§ **STUDY TEXT**
───

AI systems fail in ways that traditional software does not. A model can produce confidently wrong answers without raising errors. Inference latency can degrade gradually as GPU memory fragments. Retrieval quality can drop silently when embedding drift goes undetected. Incident management for AI systems must handle both infrastructure failures and model quality degradation.

On-Call Structure

Who Is On-Call

AI systems span multiple domains. A single on-call rotation rarely covers all failure modes:

  • Infrastructure on-call - Handles compute, networking, storage, and Kubernetes issues. Responds to node failures, scaling problems, and resource exhaustion.
  • ML/AI on-call - Handles model quality, evaluation failures, data drift, and retrieval degradation. Requires domain knowledge to distinguish a model bug from expected behaviour on edge cases.
  • Data on-call - Handles pipeline failures, data quality issues, and source system outages. Responds when training data or feature store updates fail.

Small teams may combine these into a single rotation. Larger organisations split them with clear escalation paths between tiers.

Escalation Policy

Define escalation clearly before incidents occur:

  1. L1 (5 minutes) - Alert fires, on-call engineer is paged. Acknowledge within 5 minutes.
  2. L2 (15 minutes) - If no acknowledgment, escalate to secondary on-call.
  3. L3 (30 minutes) - If unresolved, escalate to the team lead and relevant domain expert.
  4. Executive (60 minutes) - For customer-impacting incidents lasting more than 30 minutes, notify engineering leadership.

Use PagerDuty, Opsgenie, or Incident.io for automated escalation.

AI-Specific Runbooks

Standard runbooks cover infrastructure failures. AI systems need additional runbooks for model and data failures.

Model Quality Degradation

Symptoms: Evaluation metrics drop, user complaints increase, downstream system accuracy decreases.

Steps:

  1. Check if a new model version was recently deployed. Compare evaluation metrics between current and previous versions.
  2. Check data freshness. Is the feature store receiving updates? Is the vector index current?
  3. Check for data distribution shift. Compare recent input distributions against the training distribution.
  4. If a recent model deployment caused the issue, rollback to the previous version.
  5. If data drift is the cause, trigger a retraining pipeline with recent data.

Inference Latency Spike

Symptoms: P95 or P99 latency exceeds SLO, timeout rate increases.

Steps:

  1. Check GPU utilisation and memory. Are GPUs saturated? Is memory fragmented?
  2. Check request queue depth. Is the system overloaded? Scale up replicas if auto-scaling has not triggered.
  3. Check for input anomalies. Are requests suddenly larger (longer prompts, bigger documents)?
  4. Check upstream dependencies. Is the vector database, feature store, or model provider slow?
  5. If GPU memory fragmentation is the cause, perform a rolling restart of inference pods.

Retrieval Quality Failure

Symptoms: Retrieved documents are irrelevant, RAG system returns wrong information.

Steps:

  1. Check if the embedding model or index was recently updated.
  2. Verify the vector database is healthy and returning results.
  3. Run a set of known-good queries against the retrieval system and compare results to expected output.
  4. Check if source documents were recently updated or deleted.
  5. If the index is corrupted, trigger a reindex from the source data.

Severity Levels

Define severity relative to user impact:

SeverityDescriptionResponse TimeExample
SEV1Complete service outageImmediateInference endpoint returns 500 for all requests
SEV2Major degradation15 minutesModel quality dropped 30%, affecting most users
SEV3Partial degradation1 hourLatency elevated for 10% of requests
SEV4Minor issueNext business dayEvaluation pipeline failed for non-critical test set

Post-Incident Review

After every SEV1 and SEV2 incident, conduct a blameless post-incident review:

  • Timeline - What happened, when, and what actions were taken
  • Root cause - Why did the failure occur? Distinguish between proximate cause and contributing factors
  • Detection - How was the incident detected? Could it have been detected earlier?
  • Resolution - What fixed the issue? How long did it take?
  • Action items - What changes will prevent recurrence or improve detection? Assign owners and deadlines.

Post-incident reviews are not blame exercises. They are learning opportunities. If your review identifies a person as the root cause, you have not dug deep enough. Ask why the system allowed the error to propagate.

───

§ **YOUR TASK**
Reproduce, word for word, the part of the AI incident-management text above between "1. Check if a" and "the training distribution.", inclusive.

───

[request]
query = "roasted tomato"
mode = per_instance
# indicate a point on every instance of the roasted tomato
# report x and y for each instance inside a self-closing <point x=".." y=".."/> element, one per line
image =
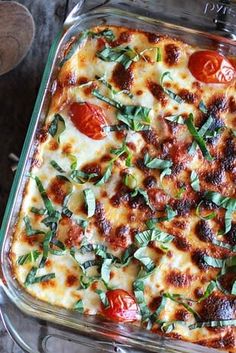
<point x="89" y="119"/>
<point x="122" y="306"/>
<point x="211" y="67"/>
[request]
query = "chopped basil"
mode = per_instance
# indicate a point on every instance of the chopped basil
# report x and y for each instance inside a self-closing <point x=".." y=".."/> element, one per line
<point x="170" y="93"/>
<point x="198" y="137"/>
<point x="106" y="176"/>
<point x="233" y="290"/>
<point x="207" y="217"/>
<point x="122" y="55"/>
<point x="57" y="127"/>
<point x="143" y="238"/>
<point x="210" y="288"/>
<point x="138" y="288"/>
<point x="148" y="263"/>
<point x="106" y="270"/>
<point x="103" y="298"/>
<point x="29" y="230"/>
<point x="182" y="301"/>
<point x="79" y="306"/>
<point x="32" y="279"/>
<point x="81" y="177"/>
<point x="156" y="163"/>
<point x="90" y="201"/>
<point x="27" y="258"/>
<point x="220" y="323"/>
<point x="106" y="33"/>
<point x="130" y="181"/>
<point x="56" y="166"/>
<point x="145" y="196"/>
<point x="46" y="242"/>
<point x="178" y="119"/>
<point x="195" y="183"/>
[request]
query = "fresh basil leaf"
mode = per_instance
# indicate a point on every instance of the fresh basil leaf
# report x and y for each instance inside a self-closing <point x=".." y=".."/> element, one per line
<point x="40" y="211"/>
<point x="158" y="54"/>
<point x="144" y="238"/>
<point x="103" y="298"/>
<point x="210" y="288"/>
<point x="90" y="201"/>
<point x="148" y="263"/>
<point x="106" y="270"/>
<point x="106" y="176"/>
<point x="79" y="306"/>
<point x="197" y="137"/>
<point x="27" y="258"/>
<point x="81" y="177"/>
<point x="171" y="94"/>
<point x="46" y="242"/>
<point x="29" y="230"/>
<point x="195" y="183"/>
<point x="138" y="288"/>
<point x="207" y="217"/>
<point x="182" y="301"/>
<point x="130" y="181"/>
<point x="156" y="163"/>
<point x="47" y="203"/>
<point x="57" y="127"/>
<point x="56" y="166"/>
<point x="219" y="323"/>
<point x="178" y="119"/>
<point x="233" y="290"/>
<point x="122" y="55"/>
<point x="145" y="196"/>
<point x="32" y="279"/>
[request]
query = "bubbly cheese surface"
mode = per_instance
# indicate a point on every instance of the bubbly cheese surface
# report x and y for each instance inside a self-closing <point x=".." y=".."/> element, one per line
<point x="136" y="191"/>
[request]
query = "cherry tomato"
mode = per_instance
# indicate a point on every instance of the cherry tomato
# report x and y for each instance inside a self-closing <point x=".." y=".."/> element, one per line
<point x="89" y="119"/>
<point x="122" y="306"/>
<point x="211" y="67"/>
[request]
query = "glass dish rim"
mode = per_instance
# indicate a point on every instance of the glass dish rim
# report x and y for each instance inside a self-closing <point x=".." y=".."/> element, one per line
<point x="28" y="145"/>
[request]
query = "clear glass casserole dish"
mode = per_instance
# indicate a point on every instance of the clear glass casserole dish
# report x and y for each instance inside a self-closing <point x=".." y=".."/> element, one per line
<point x="162" y="17"/>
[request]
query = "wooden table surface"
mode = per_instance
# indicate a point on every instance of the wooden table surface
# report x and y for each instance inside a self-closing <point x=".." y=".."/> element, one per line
<point x="18" y="91"/>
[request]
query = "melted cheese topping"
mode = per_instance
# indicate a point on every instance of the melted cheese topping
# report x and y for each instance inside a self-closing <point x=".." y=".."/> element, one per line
<point x="180" y="267"/>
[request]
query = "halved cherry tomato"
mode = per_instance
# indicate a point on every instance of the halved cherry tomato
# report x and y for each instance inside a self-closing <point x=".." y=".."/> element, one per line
<point x="89" y="119"/>
<point x="211" y="67"/>
<point x="122" y="306"/>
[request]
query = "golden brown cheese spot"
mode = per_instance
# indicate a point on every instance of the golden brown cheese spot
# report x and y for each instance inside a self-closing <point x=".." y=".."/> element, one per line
<point x="67" y="148"/>
<point x="158" y="198"/>
<point x="53" y="145"/>
<point x="218" y="307"/>
<point x="172" y="54"/>
<point x="121" y="238"/>
<point x="71" y="280"/>
<point x="204" y="232"/>
<point x="123" y="78"/>
<point x="178" y="279"/>
<point x="158" y="92"/>
<point x="102" y="223"/>
<point x="124" y="37"/>
<point x="57" y="190"/>
<point x="188" y="97"/>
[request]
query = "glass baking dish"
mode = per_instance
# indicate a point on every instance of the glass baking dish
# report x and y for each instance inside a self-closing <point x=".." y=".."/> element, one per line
<point x="218" y="19"/>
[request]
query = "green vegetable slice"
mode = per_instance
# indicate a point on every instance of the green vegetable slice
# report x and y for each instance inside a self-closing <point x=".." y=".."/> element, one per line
<point x="57" y="127"/>
<point x="198" y="138"/>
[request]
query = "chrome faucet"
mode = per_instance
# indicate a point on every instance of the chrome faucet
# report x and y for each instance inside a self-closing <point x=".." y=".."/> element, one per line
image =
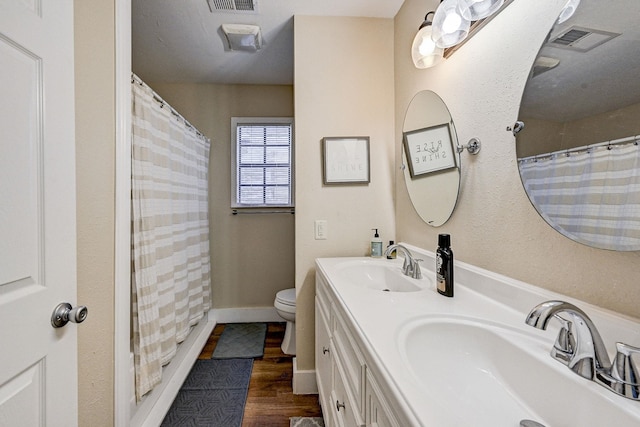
<point x="410" y="267"/>
<point x="580" y="347"/>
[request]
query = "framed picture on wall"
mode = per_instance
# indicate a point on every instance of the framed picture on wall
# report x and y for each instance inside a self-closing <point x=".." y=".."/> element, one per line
<point x="346" y="160"/>
<point x="429" y="150"/>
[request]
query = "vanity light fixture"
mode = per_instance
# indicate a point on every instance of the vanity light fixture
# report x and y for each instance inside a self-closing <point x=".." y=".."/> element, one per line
<point x="243" y="37"/>
<point x="424" y="51"/>
<point x="449" y="26"/>
<point x="568" y="10"/>
<point x="474" y="10"/>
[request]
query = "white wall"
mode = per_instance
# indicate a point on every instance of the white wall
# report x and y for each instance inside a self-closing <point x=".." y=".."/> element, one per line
<point x="494" y="226"/>
<point x="343" y="87"/>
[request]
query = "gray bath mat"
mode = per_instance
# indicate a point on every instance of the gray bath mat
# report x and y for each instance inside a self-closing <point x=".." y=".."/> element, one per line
<point x="241" y="340"/>
<point x="306" y="422"/>
<point x="213" y="395"/>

───

§ **SOLUTION TO THIS PROBLEM**
1. Check if a new model version was recently deployed. Compare evaluation metrics between current and previous versions.
  2. Check data freshness. Is the feature store receiving updates? Is the vector index current?
  3. Check for data distribution shift. Compare recent input distributions against the training distribution.